*** Opening Text segment ***

I'll keep your brother in my thoughts.

I just got back from seeing my friend in the hospital tonight...he's in the cardio unit right now...I guess he felt weird and just passed out on the sidewalk last night. He hadn't been drinking and when he woke up and called 911 and the ambulance came, his BP was really low and his pulse was only 40. He chipped some teeth and knocked one clean out. Still not sure what's the matter with him. Not nearly as serious as you brother, but still scary.
 
:hug: Sicy for you and your brother :hug:

my thoughts and prayers are with you and your family.

I know what you must be going through. One of my aunts was in a serious motorcycle accident several years ago. She has made a full recovery, but after lots of therapy and surgeries.

If you need anything or just need to talk I'm usually up and online late.

*** Closing Text segment ***

## Task requirements
1) From the forum replies of support, list each physical problem the friend in the cardio unit had, according to the reply that mentions that friend.
2) Go on with the forum replies of support, starting after their last sentence.

*** Opening Provided information ***

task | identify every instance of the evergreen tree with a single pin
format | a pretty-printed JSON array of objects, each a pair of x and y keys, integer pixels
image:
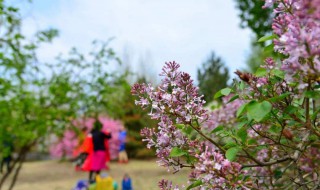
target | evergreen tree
[{"x": 212, "y": 77}]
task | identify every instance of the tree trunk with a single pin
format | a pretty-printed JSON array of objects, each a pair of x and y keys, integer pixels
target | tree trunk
[
  {"x": 21, "y": 157},
  {"x": 15, "y": 177}
]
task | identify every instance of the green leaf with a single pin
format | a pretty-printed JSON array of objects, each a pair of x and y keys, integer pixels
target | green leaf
[
  {"x": 230, "y": 145},
  {"x": 278, "y": 98},
  {"x": 242, "y": 85},
  {"x": 194, "y": 184},
  {"x": 267, "y": 38},
  {"x": 175, "y": 152},
  {"x": 187, "y": 130},
  {"x": 275, "y": 129},
  {"x": 232, "y": 153},
  {"x": 226, "y": 91},
  {"x": 222, "y": 92},
  {"x": 180, "y": 126},
  {"x": 314, "y": 115},
  {"x": 269, "y": 48},
  {"x": 258, "y": 111},
  {"x": 278, "y": 73},
  {"x": 233, "y": 98},
  {"x": 312, "y": 94},
  {"x": 261, "y": 72},
  {"x": 217, "y": 129},
  {"x": 278, "y": 173},
  {"x": 241, "y": 109},
  {"x": 242, "y": 134}
]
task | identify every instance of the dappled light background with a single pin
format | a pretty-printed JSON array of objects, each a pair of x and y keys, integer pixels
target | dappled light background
[{"x": 146, "y": 33}]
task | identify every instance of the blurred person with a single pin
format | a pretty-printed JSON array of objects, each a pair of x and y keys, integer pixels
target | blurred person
[
  {"x": 95, "y": 146},
  {"x": 123, "y": 157},
  {"x": 126, "y": 182},
  {"x": 80, "y": 153},
  {"x": 8, "y": 149}
]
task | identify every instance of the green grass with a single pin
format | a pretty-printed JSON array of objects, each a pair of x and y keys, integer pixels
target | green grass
[{"x": 54, "y": 175}]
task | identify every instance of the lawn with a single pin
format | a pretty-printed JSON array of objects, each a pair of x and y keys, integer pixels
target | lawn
[{"x": 54, "y": 175}]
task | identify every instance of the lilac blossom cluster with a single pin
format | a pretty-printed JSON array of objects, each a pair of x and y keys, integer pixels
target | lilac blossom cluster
[
  {"x": 297, "y": 26},
  {"x": 216, "y": 172},
  {"x": 176, "y": 102}
]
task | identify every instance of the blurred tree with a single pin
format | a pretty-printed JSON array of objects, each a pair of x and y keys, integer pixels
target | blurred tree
[
  {"x": 38, "y": 100},
  {"x": 212, "y": 77},
  {"x": 252, "y": 16},
  {"x": 259, "y": 21}
]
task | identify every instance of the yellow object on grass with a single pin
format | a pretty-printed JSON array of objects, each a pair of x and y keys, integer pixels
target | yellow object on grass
[{"x": 105, "y": 183}]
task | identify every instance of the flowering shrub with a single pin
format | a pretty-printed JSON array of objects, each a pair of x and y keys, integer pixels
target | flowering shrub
[
  {"x": 266, "y": 133},
  {"x": 70, "y": 141}
]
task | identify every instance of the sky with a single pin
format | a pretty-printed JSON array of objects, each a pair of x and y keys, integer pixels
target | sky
[{"x": 147, "y": 33}]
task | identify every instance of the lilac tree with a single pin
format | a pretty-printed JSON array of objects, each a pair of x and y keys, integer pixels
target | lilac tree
[{"x": 266, "y": 133}]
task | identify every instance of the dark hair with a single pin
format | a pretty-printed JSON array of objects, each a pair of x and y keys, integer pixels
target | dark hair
[{"x": 97, "y": 125}]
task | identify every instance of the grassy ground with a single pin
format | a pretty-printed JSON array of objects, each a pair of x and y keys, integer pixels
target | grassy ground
[{"x": 54, "y": 175}]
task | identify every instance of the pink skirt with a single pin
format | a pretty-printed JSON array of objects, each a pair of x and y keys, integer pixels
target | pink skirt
[{"x": 98, "y": 160}]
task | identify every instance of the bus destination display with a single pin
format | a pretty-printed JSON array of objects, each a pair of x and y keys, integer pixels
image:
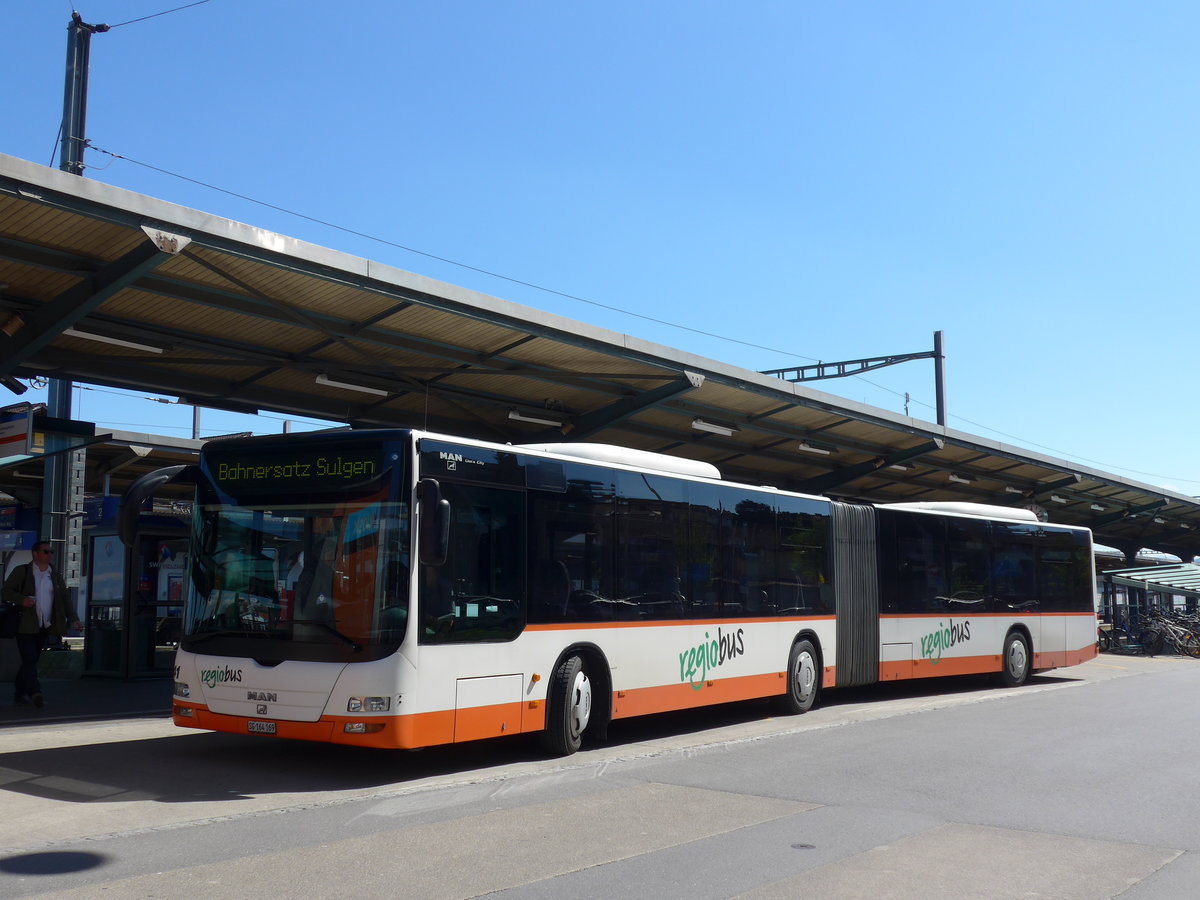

*** Closing Provided information ***

## Task answers
1)
- He felt weird.
- He passed out on the sidewalk.
- His BP was really low.
- His pulse was only 40.
- He chipped some teeth.
- He knocked one tooth clean out.

2)
My thoughts are with your brother, your family, and you, Sicy. :hug: I'm sure he'll make a full recovery. All of us here at Interference are pulling for him! (((hugs)))
 
Oh Sicy....I am SO sorry to hear this.... how you and your family must be hurting. I will definitely keep you all in my prayers and pray for John's quick (and FULL) recovery...

:hug: :sad: :hug: :sad: :hug: :sad: :hug: :sad:
 
Sicy,

I am so sorry to hear this. The helmet law in CA is a good thing. He is young and strong, a good recovery is possible. I am so glad there are no head injuries. Your family is in my prayers and thoughts.
 
Oh..Sicy...I'm so so sorry.
This is my first time ever in this forum...I'm not kidding here...and this thread was right at the top...I don't know what even made me come here...but something did.
I'm sorry about your brother.
One thing that is great news are that there are no head injuries.
Don't worry...things will settle and the doctors and nurses will finally get their treatment plan for John laid out. He's probably seen many specialists, and it's these specialists that make the wait harder. I know this...because my other half is an emergency doc...and I know how things are usually run in this respect. Let's hope he is in very very good hands. I know it's often hard to get answers out of them (the docs & nurses), but be patient.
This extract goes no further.